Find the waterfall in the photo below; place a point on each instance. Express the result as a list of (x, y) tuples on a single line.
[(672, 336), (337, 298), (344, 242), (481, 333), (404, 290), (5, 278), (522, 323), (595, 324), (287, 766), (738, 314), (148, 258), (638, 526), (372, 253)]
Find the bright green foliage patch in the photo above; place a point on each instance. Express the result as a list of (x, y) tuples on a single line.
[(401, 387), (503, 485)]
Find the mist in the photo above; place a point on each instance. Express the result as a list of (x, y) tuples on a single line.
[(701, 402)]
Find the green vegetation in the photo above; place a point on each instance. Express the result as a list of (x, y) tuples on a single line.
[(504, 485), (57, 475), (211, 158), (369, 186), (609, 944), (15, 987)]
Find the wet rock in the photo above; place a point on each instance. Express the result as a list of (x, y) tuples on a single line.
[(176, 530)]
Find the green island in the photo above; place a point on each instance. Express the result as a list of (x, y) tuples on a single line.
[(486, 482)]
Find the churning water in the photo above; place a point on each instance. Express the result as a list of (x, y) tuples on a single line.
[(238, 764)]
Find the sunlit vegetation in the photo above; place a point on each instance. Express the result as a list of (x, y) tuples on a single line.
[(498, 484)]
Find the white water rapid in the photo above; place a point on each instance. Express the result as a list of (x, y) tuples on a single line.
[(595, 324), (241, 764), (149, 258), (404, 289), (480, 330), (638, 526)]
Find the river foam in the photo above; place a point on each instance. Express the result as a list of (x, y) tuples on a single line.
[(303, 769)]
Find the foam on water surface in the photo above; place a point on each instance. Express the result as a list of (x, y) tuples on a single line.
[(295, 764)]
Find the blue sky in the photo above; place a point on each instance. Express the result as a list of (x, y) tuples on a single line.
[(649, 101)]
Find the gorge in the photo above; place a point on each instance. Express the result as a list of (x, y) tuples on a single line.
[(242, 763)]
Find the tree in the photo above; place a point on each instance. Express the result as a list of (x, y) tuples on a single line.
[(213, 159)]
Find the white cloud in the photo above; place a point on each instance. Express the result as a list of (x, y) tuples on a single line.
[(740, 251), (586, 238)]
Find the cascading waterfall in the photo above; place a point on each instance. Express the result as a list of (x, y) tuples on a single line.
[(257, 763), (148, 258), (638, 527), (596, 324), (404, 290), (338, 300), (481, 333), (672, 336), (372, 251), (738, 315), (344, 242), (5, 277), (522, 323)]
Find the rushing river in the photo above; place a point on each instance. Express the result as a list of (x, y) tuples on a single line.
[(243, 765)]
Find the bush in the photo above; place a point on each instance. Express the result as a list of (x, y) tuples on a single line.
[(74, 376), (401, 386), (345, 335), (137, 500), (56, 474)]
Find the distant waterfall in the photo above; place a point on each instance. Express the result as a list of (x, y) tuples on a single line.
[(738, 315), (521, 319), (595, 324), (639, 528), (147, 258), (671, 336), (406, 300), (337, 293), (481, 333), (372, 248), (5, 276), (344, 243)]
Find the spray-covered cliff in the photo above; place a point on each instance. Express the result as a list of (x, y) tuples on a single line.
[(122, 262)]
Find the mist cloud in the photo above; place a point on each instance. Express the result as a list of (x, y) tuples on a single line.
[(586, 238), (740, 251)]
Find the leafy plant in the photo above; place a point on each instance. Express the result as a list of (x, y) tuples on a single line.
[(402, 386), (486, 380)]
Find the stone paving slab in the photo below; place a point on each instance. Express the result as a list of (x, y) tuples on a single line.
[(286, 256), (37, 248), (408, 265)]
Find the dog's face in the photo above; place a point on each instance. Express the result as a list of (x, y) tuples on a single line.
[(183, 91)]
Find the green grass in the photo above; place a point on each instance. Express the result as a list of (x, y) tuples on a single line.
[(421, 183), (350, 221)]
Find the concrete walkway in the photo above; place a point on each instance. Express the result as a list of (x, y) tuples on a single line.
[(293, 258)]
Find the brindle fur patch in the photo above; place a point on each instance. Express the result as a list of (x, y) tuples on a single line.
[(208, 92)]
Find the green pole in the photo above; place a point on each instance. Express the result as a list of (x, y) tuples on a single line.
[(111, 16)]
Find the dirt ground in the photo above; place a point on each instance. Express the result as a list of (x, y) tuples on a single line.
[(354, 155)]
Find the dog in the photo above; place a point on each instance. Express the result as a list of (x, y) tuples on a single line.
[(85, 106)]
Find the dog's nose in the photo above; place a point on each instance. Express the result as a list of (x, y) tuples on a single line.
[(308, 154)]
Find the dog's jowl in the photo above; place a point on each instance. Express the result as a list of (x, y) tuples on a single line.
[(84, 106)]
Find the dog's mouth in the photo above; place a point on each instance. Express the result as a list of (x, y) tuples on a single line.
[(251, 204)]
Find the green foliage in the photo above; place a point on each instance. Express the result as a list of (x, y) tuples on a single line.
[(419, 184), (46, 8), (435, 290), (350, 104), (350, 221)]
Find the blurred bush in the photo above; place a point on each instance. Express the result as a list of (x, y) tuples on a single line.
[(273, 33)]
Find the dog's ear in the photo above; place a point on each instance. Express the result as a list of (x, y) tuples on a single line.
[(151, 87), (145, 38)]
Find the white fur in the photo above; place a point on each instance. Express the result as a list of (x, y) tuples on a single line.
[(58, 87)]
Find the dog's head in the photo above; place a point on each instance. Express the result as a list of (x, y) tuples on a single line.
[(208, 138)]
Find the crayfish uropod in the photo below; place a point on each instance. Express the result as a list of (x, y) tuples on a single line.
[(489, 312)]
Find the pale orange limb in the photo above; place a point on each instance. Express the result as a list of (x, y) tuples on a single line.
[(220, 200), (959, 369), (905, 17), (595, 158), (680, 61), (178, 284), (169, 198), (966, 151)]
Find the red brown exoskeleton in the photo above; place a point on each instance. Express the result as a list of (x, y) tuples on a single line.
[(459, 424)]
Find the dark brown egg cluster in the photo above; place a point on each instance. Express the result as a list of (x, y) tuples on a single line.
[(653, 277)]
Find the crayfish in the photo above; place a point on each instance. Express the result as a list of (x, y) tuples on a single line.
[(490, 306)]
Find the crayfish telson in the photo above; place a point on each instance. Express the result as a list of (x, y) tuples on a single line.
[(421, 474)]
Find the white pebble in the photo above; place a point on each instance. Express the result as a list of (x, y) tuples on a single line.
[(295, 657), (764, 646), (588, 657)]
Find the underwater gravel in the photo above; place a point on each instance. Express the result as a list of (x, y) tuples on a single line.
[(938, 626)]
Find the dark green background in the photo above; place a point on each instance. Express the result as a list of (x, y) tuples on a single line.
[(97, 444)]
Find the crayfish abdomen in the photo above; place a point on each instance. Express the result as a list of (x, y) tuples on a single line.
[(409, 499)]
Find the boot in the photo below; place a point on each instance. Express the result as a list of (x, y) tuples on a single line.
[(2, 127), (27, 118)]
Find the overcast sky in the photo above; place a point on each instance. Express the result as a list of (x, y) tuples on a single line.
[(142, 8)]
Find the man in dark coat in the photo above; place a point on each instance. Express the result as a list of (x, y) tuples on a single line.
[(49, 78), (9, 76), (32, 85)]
=-=-=
SET EXERCISE => Rewrite the entries starting at the line that has "Find the green foliage" and ending after the line that has "[(489, 312)]", putting "hazy shrub" wherever "blurred bush" appears and leaving everything else unchanged.

OUTPUT =>
Find the green foliage in the photo above; place a point on each instance. Express the result as a list of (x, y) tuples on a single line.
[(419, 184), (46, 8), (435, 290), (350, 104), (350, 221)]
Find the hazy shrub in the photo above; place a point on each instance. Express the result as a list of (x, y) tuples on a single line.
[(273, 33)]
Find the dog's ear in the photo above; place a point on each instance. Express the result as a list of (x, y) tuples on a single line.
[(151, 87), (145, 38)]
Find the white fur in the photo above; place a point on each instance. Express the result as a list of (x, y) tuples on a single line.
[(58, 87)]
Find the dog's head in the photo above; place a point on each instance. Express the result as a list of (x, y) tuples on a single line.
[(208, 138)]
Find the crayfish uropod in the photo below; place a point on each instance. Express the result as a list of (x, y) tuples on a single line.
[(489, 312)]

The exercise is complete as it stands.